:: Task brief ::
Using the records below, repeat exactly the lines from the one holding "Need: mark the innermost point of each instance of the unripe" through the one holding "Target: ripe red fruit", both ends included, and no others.

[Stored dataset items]
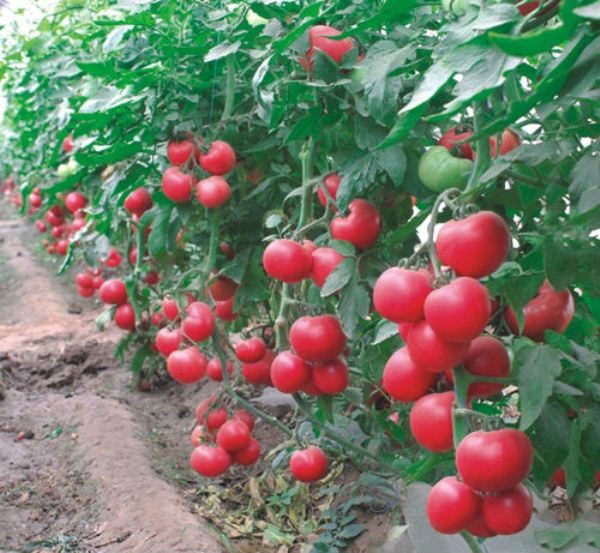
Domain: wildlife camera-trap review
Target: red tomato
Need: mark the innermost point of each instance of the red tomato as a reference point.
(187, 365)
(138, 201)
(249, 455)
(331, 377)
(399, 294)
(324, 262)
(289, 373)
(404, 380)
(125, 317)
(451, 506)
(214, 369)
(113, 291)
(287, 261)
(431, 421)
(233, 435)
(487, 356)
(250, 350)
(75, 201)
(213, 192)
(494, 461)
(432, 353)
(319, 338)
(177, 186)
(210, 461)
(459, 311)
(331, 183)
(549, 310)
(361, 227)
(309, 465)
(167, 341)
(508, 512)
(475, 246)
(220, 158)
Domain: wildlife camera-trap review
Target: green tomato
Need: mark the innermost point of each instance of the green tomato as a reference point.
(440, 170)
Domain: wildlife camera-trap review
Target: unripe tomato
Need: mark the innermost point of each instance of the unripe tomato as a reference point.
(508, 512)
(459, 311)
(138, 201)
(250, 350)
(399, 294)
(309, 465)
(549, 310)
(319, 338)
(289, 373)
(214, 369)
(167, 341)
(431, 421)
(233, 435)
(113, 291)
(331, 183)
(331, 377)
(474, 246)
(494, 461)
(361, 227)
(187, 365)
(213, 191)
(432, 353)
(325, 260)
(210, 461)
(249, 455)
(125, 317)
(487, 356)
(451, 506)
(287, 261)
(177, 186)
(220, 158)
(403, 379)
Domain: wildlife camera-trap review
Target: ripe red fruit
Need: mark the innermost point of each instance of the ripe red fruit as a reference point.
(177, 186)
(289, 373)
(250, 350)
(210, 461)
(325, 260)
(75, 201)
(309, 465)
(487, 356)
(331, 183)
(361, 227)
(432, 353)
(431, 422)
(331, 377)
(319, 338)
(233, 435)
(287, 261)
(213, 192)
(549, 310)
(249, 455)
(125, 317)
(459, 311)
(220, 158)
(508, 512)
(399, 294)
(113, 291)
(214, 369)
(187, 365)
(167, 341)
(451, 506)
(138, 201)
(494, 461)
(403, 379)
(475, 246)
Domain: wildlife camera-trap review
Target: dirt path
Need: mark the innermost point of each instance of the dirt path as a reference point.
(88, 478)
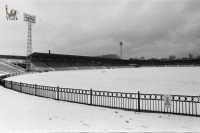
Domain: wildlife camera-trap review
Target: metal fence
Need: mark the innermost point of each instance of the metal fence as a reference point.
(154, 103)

* * *

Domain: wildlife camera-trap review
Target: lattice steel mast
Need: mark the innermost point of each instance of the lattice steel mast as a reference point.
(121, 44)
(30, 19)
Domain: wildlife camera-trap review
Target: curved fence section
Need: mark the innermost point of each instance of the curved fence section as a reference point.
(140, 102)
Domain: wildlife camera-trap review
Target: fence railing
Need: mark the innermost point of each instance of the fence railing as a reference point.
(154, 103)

:: Task answer ::
Need: mark the innermost point of each instance of the unripe tomato as a reference point.
(508, 512)
(459, 311)
(138, 201)
(250, 350)
(399, 294)
(309, 465)
(549, 310)
(319, 338)
(289, 373)
(214, 369)
(167, 341)
(431, 421)
(233, 435)
(113, 291)
(331, 183)
(331, 377)
(474, 246)
(494, 461)
(361, 227)
(187, 365)
(213, 191)
(432, 353)
(325, 260)
(210, 461)
(249, 455)
(125, 317)
(487, 356)
(451, 506)
(287, 261)
(177, 186)
(220, 158)
(403, 379)
Domain: wildlife camera-trap review
Target: ripe red fruit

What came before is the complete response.